> _EXCERPT TO READ_
>> START
Julián Alonso
- Country (sports): Spain United States
- Residence: Monte Carlo, Monaco Miami, Florida, United States
- Born: 2 August 1977 (age 47) Canet de Mar, Spain
- Height: 1.85 m (6 ft 1 in)
- Turned pro: 1995
- Retired: 2003
- Plays: Right-handed (one-handed backhand)
- Prize money: $ 1,852,891

Singles
- Career record: 92-64
- Career titles: 2
- Highest ranking: No. 30 (15 June 1998)

Grand Slam singles results
- Australian Open: 2R (1998, 1999)
- French Open: 1R (1998, 1999)
- Wimbledon: 1R (1998, 1999)
- US Open: 1R (1997, 1998)

Doubles
- Career record: 74–48
- Career titles: 2
- Highest ranking: No. 53 (31 August 1998)

Grand Slam doubles results
- Australian Open: 1R (1998, 1999)
- French Open: QF (1998)
- US Open: 1R (1998)

Grand Slam mixed doubles results
- French Open: 1R (1998)

= Julián Alonso =

Spanish-American tennis player (born 1977)
>> END
> _PARTS OF THE EXERCISE_
**a)** Rewrite the Julián Alonso profile from "- French Open: 1R (1998, 1999)" to "US Open: 1R (1998)", swapping "Wimbledon" for "The Championships".
**b)** Please carry on the Julián Alonso profile from its final line.
The material after this point is separate from the Julián Alonso profile.

> _PROVIDED DATA_
>> START
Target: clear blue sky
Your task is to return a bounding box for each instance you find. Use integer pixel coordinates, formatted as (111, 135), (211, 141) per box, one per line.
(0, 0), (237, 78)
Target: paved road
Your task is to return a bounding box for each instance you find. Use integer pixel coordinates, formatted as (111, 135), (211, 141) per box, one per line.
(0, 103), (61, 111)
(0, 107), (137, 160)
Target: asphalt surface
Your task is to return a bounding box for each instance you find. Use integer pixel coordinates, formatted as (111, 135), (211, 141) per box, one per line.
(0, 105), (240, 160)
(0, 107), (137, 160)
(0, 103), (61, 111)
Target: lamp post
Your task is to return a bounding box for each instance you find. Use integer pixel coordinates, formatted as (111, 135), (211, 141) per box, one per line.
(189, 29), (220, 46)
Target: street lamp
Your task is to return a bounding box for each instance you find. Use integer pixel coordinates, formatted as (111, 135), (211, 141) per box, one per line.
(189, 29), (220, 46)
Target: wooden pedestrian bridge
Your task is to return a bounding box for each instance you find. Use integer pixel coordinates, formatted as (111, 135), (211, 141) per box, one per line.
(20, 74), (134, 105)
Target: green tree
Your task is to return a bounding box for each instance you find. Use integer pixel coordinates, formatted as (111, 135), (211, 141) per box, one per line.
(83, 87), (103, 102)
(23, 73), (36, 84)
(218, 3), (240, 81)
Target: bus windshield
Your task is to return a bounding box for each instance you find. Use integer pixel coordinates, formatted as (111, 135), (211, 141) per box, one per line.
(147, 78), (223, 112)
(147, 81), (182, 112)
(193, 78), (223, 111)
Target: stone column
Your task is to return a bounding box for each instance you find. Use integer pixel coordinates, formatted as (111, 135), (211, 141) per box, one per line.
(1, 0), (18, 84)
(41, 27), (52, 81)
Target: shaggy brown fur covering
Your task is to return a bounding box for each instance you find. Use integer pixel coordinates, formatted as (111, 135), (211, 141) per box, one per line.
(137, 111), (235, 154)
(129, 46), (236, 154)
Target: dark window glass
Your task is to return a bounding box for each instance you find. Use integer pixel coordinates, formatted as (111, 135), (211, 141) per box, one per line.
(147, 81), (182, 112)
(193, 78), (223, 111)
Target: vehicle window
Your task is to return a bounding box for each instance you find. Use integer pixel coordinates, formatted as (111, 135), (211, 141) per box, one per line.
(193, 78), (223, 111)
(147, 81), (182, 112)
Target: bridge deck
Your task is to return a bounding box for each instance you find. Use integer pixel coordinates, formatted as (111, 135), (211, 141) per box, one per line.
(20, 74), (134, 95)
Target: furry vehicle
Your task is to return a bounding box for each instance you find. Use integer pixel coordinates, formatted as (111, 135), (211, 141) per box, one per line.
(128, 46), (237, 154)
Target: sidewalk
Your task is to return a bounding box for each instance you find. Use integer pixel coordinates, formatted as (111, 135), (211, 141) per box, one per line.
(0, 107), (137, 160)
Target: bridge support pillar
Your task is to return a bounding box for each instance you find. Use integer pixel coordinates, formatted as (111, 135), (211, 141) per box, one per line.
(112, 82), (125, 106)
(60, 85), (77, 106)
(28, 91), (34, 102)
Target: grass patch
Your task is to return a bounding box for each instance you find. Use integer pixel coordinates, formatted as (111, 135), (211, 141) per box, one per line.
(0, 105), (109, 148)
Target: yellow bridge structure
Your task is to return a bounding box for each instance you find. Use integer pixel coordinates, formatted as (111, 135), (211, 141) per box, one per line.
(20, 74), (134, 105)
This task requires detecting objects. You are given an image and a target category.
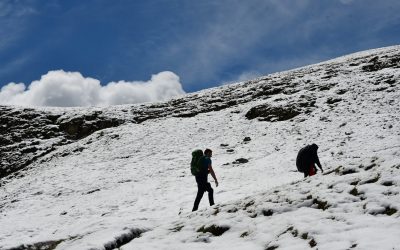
>> END
> _OUTPUTS_
**a)**
- French Open: 1R (1998, 1999)
- The Championships: 1R (1998, 1999)
- US Open: 1R (1997, 1998)

Doubles
- Career record: 74–48
- Career titles: 2
- Highest ranking: No. 53 (31 August 1998)

Grand Slam doubles results
- Australian Open: 1R (1998, 1999)
- French Open: QF (1998)
- US Open: 1R (1998)

**b)**
Julián Alonso Pintor (/es/; born 2 August 1977) is a Spanish-American former professional tennis player, who turned professional in 1995 and retired in 2003. He was known in tennis because of his powerful serve and Forehand compared with the Goran Ivanišević´s service. In 1997, playing against Ivanisevic (2nd seeded), in Long Island, beat him for first Top 10 victory en route to semifinal and in that match fired a 143 mph serve to become just third player (Philippoussis, Rusedski) to register a serve of at least 143. He is the founder of ELITE TENNIS TEAM focusing on junior development and also is coaching pro players Leylah Fernandez, Arantxa Rus as many others before like, Qinwen Zheng, Mirjana Lučić-Baroni, Sabine Lisicki, Ajla Tomljanović, Varvara Lepchenko,
Renata Zarazúa, Marco Cecchinato and Nicolas Almagro.

Married to Arantxa Vivanco and father of two children.

==Tennis career==
Alonso was awarded the ATP Newcomer of the Year prize after winning his first ATP title in Santiago and finishing in the Top 30 in 1997. In the final of the tournament, he defeated Marcelo Ríos, World No. 1 ranking 6–1, 6–2 in 46 min. Previously, that same year, Tim Henman after being defeated by Alonso at "The Lipton" Key Biscayne (current Miami open) declared: "Julian will be the next number 1 in the World before Wimbledon"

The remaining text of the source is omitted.